# Excerpt provided
Start of Block

- When it comes to hospital Meaningful Use performance, who you choose as your EHR vendor makes a difference, according to a new study published in the Journal of the American Medical Informatics Association.
- The researchers looked at the relationship between vendor and hospital performance on six Stage 2 MU criteria and found "significant associations" between specific vendors and level of performance.
- Epic users performed significantly better on five of the six criteria. However, results for other vendors were mixed, with some showing notably poorer performance on multiple criteria.
The study's authors claim the research is the first to look at the relationship between EHR vendor and hospital meaningful use performance.
The criteria studied included measurements on CPOE, giving patients the ability to view and/or transmit health information, medication reconciliation and providing a summary of care record.
All three hospitals in the top performance quartile for all six MU criteria used Epic, the study found. Of the 17 hospitals that performed at the top for five criteria, 15 used Epic, one used Meditech and another used a smaller EHR vendor. Of the 68 top-performing hospitals on four criteria, 44 used Epic, 8 used Cerner and six used Meditech.
A total of 355 hospitals failed to make the top quartile in any criteria. For those, 102 used Meditech, 89 used McKesson, 72 used Cerner, 51 used MEDHOST and 24 used Epic.
“Our results suggest that policy-makers should improve the [EHR] certification process by including more ‘real-world’ scenario testing and provider feedback or ratings to reduce this variation,” the authors wrote. “Hospitals can use these results to guide interactions with vendors.”

End of Block

# Information
Start of Block

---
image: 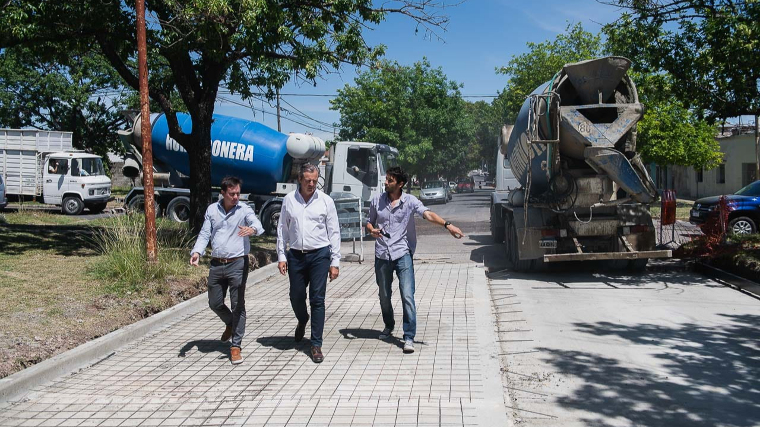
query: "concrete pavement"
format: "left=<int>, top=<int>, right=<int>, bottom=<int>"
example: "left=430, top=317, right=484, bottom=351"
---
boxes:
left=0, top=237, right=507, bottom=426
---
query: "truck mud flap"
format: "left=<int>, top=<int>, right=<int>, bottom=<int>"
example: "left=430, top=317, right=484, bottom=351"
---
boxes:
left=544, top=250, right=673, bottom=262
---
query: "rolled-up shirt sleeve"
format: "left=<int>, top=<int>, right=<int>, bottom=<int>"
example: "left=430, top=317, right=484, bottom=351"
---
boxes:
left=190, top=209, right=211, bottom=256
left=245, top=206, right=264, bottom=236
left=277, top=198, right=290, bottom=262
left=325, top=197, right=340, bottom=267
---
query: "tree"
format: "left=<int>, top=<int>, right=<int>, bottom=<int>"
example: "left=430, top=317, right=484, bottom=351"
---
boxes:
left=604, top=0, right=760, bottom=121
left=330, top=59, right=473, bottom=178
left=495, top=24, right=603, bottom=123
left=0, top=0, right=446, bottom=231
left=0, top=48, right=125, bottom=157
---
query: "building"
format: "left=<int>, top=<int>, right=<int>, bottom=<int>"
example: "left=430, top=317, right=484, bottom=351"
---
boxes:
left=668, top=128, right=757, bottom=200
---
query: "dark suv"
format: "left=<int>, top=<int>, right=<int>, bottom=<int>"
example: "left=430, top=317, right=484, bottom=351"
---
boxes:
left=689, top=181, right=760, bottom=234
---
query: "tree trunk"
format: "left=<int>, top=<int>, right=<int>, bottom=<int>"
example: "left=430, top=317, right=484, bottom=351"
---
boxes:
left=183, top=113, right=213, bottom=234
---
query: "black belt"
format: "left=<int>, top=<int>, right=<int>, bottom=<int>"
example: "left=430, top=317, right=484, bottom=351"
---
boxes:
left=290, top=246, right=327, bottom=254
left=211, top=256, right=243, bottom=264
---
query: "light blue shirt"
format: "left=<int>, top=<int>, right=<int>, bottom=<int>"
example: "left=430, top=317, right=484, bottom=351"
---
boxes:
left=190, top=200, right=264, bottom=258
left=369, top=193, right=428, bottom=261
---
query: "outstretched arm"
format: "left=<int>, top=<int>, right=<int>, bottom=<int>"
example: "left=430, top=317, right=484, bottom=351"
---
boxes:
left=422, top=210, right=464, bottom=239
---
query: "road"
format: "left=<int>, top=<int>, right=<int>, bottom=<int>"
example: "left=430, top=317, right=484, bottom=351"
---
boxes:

End of Block

# Instructions
a - According to the EHR vendor article, how many hospitals failed to make the top quartile in any criteria?
b - Summarize the EHR vendor article in two sentences.
c - Duplicate everything in the EHR vendor article from "- The researchers" down to "level of performance.".
The material has no connection to the EHR vendor article.

# Your written answers
a - 355 hospitals.

b - A study in the Journal of the American Medical Informatics Association found significant associations between a hospital's EHR vendor and its performance on six Stage 2 Meaningful Use criteria. Epic users performed significantly better on five of the six criteria, while results for other vendors were mixed, and the authors suggest that policy-makers improve EHR certification with more real-world scenario testing and provider feedback.

c -
- The researchers looked at the relationship between vendor and hospital performance on six Stage 2 MU criteria and found "significant associations" between specific vendors and level of performance.